[Start INFORMATION SUPPLIED]

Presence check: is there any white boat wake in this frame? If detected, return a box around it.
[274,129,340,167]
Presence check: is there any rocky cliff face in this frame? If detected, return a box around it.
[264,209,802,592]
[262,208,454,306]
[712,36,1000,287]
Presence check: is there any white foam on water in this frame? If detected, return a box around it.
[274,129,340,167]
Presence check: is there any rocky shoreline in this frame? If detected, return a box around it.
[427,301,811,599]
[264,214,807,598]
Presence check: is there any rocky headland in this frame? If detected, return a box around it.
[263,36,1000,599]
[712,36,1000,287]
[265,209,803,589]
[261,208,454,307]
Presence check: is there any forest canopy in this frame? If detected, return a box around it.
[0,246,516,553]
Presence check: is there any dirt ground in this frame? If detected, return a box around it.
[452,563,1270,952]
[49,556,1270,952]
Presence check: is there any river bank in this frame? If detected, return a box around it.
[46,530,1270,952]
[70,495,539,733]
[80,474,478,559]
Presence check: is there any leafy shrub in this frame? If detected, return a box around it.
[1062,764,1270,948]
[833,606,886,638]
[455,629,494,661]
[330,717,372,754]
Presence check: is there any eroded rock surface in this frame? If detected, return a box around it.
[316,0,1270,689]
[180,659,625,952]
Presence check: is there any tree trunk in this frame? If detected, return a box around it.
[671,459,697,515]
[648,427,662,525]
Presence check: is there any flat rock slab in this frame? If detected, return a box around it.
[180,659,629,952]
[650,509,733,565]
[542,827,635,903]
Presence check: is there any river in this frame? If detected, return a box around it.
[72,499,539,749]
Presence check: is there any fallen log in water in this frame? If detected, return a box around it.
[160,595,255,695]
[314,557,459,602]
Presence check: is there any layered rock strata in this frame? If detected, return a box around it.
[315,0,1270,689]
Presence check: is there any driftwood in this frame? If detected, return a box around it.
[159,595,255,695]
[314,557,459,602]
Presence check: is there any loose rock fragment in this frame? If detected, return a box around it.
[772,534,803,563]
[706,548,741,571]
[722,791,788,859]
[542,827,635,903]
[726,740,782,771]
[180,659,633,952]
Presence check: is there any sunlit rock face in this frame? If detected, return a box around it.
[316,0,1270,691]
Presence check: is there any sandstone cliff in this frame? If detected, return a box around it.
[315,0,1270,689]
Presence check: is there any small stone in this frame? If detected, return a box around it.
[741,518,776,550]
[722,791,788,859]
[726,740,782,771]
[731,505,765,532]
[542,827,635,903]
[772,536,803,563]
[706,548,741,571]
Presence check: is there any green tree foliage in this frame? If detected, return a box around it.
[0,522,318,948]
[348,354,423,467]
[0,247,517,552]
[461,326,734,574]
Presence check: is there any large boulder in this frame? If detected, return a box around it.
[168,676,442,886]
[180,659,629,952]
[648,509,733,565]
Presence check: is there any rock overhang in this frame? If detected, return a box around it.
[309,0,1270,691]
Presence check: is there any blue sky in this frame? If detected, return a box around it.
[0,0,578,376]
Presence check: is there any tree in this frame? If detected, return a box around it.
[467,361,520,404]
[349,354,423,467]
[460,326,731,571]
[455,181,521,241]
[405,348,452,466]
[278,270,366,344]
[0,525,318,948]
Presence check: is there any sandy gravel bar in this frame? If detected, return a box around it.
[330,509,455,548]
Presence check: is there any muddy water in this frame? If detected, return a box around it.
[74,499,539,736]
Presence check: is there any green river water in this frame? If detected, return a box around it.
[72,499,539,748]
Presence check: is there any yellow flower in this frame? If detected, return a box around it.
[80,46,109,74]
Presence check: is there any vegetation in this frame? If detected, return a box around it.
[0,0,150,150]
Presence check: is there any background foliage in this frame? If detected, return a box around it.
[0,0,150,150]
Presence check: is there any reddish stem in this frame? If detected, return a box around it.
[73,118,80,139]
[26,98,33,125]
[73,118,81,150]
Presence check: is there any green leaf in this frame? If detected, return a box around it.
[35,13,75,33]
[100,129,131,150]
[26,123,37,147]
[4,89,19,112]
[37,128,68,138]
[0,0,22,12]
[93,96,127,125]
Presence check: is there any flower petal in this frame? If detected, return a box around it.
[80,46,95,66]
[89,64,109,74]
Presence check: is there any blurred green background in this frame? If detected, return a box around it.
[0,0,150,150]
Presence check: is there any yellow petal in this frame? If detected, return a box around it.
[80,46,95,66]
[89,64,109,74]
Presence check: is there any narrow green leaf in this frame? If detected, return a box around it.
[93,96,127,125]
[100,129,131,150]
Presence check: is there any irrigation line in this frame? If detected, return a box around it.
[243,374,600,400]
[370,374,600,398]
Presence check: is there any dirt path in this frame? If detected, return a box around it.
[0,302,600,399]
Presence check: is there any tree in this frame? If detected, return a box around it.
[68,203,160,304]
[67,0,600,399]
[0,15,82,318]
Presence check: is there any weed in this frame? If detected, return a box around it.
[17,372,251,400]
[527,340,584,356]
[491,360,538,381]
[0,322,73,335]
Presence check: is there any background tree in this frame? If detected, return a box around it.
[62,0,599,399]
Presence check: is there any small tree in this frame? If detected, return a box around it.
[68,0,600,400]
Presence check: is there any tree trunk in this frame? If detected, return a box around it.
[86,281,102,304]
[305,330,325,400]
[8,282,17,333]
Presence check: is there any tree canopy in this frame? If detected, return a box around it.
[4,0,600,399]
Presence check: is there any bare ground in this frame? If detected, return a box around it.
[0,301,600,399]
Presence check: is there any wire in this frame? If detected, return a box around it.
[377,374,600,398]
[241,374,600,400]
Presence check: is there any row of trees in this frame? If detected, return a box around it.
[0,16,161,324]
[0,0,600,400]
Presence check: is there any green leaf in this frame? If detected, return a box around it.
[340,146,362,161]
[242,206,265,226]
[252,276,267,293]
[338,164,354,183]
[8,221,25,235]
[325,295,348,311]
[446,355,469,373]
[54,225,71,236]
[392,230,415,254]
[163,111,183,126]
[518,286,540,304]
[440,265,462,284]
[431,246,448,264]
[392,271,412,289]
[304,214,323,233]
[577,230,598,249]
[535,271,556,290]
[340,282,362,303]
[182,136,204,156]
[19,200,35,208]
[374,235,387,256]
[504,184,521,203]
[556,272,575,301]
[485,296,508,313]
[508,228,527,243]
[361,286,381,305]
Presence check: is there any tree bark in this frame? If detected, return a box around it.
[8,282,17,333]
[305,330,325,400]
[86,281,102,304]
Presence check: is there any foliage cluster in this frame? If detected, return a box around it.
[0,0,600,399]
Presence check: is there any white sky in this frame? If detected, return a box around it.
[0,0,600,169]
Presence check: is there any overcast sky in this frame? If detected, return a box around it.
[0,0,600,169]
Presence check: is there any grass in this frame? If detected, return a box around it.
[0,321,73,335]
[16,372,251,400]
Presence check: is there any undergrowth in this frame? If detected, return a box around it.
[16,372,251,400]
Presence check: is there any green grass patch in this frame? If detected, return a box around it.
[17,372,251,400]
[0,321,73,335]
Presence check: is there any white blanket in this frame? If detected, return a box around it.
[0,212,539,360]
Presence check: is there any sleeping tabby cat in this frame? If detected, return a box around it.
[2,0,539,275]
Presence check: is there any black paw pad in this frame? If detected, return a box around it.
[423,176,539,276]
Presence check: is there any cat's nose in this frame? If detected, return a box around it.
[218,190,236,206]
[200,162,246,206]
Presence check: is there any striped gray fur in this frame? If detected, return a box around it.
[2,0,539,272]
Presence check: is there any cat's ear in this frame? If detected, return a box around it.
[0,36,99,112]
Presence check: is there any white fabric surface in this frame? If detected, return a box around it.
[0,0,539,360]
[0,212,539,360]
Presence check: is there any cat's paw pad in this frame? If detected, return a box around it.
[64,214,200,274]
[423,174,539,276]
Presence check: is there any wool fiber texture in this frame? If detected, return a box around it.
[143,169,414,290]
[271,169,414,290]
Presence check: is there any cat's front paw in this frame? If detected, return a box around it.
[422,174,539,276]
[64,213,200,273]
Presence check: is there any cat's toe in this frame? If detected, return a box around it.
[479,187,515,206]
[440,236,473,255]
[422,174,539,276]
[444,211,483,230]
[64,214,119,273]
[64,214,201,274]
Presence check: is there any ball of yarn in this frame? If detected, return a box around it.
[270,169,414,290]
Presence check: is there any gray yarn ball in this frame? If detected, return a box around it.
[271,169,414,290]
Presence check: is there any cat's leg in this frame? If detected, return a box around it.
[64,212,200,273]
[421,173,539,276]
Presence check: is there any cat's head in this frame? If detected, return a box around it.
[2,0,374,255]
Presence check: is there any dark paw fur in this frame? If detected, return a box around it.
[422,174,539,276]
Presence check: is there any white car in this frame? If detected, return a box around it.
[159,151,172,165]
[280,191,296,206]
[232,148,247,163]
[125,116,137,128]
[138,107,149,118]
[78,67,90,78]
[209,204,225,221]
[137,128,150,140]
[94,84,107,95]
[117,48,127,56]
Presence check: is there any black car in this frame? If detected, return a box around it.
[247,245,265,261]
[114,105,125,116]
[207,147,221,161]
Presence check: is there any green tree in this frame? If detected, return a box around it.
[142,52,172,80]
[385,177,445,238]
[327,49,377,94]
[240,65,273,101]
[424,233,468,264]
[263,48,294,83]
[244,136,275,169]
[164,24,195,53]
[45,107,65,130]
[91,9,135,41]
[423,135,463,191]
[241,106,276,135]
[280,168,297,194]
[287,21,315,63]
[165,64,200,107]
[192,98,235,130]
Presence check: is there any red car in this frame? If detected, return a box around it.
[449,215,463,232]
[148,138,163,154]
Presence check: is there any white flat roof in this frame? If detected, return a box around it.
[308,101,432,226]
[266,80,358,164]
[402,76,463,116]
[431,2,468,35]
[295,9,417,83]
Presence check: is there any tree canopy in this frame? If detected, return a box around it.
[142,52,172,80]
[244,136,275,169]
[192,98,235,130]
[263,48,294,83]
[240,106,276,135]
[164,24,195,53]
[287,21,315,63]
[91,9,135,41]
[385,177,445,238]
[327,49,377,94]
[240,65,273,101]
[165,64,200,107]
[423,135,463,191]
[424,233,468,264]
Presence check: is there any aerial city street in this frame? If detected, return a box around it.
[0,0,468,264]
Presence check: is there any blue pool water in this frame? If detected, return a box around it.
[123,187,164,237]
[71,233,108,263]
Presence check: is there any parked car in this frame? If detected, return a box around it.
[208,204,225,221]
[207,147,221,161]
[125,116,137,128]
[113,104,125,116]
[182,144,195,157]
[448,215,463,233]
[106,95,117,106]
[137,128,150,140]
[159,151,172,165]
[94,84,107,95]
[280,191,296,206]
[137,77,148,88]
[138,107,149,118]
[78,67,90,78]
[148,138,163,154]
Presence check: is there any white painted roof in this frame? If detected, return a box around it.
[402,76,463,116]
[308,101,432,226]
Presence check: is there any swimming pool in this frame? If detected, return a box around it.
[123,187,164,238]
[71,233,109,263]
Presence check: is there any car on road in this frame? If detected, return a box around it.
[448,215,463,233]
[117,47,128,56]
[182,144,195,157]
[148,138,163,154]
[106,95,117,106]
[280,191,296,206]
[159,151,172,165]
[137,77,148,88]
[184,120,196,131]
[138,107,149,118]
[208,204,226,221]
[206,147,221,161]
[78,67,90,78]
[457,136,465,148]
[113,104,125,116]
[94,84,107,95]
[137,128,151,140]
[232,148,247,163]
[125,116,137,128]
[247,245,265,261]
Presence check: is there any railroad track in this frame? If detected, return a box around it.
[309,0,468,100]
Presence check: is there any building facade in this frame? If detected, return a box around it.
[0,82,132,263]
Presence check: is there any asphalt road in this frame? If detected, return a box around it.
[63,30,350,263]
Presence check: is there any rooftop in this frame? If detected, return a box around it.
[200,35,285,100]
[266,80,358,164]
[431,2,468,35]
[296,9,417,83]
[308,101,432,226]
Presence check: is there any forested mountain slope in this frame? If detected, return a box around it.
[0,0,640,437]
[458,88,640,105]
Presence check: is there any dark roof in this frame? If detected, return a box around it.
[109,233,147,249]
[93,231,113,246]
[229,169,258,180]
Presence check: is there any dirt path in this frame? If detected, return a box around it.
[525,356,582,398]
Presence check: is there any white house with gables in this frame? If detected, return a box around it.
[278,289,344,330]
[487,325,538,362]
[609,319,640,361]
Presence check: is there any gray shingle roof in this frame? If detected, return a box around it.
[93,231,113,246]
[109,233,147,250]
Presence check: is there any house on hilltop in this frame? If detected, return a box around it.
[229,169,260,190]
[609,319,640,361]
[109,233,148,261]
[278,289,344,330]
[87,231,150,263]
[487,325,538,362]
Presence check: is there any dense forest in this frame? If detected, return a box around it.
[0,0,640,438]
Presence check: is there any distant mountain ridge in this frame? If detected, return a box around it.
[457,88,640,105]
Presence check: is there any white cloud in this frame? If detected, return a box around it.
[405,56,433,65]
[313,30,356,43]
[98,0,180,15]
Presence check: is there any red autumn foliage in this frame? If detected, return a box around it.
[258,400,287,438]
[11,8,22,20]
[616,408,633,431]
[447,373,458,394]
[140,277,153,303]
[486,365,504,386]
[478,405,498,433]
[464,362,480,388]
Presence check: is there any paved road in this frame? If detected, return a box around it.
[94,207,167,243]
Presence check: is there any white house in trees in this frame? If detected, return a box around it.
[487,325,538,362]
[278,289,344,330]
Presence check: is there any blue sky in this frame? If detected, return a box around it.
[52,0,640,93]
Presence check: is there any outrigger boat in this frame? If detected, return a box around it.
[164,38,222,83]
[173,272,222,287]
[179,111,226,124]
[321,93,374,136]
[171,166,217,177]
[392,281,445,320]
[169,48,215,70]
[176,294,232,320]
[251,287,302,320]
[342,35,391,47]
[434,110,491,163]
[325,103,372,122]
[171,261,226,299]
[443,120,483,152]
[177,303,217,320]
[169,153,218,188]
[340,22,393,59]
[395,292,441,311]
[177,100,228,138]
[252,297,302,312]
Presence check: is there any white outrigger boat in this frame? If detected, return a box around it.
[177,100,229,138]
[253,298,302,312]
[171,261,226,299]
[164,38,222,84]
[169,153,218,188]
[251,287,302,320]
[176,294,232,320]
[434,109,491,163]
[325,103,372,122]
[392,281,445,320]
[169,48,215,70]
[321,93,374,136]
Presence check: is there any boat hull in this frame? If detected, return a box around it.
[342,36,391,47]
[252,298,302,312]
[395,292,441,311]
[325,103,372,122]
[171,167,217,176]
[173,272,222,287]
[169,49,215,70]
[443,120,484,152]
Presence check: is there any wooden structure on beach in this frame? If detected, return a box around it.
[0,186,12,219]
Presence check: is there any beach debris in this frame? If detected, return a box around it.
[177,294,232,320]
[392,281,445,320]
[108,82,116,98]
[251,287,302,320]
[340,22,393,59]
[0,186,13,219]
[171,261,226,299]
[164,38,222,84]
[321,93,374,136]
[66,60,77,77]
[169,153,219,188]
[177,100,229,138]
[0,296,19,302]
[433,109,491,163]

[End INFORMATION SUPPLIED]

■ **DO THIS**
Reproduce word for word the lines from the first one in the records through the line containing "[0,246,516,553]", including both ends.

■ **RESPONSE TO THIS TASK**
Presence check: is there any white boat wake in this frame? If detected, return a box around it.
[274,129,340,167]
Presence check: is there any rocky cliff face in this frame? If detected, return a box around it.
[264,209,802,592]
[262,208,454,306]
[712,36,1000,287]
Presence check: is there any white foam on water in this frame? If detected, return a box around it.
[274,129,340,167]
Presence check: is there any rocky shoreline in this frame? If detected, return a box around it.
[427,301,811,599]
[264,214,807,598]
Presence check: is there any rocky headland in this frame? If detected, return a box around it.
[263,36,1000,599]
[712,36,1000,287]
[265,209,803,589]
[261,208,454,307]
Presence check: is there any forest canopy in this frame? If detected, return a box around it.
[0,246,516,553]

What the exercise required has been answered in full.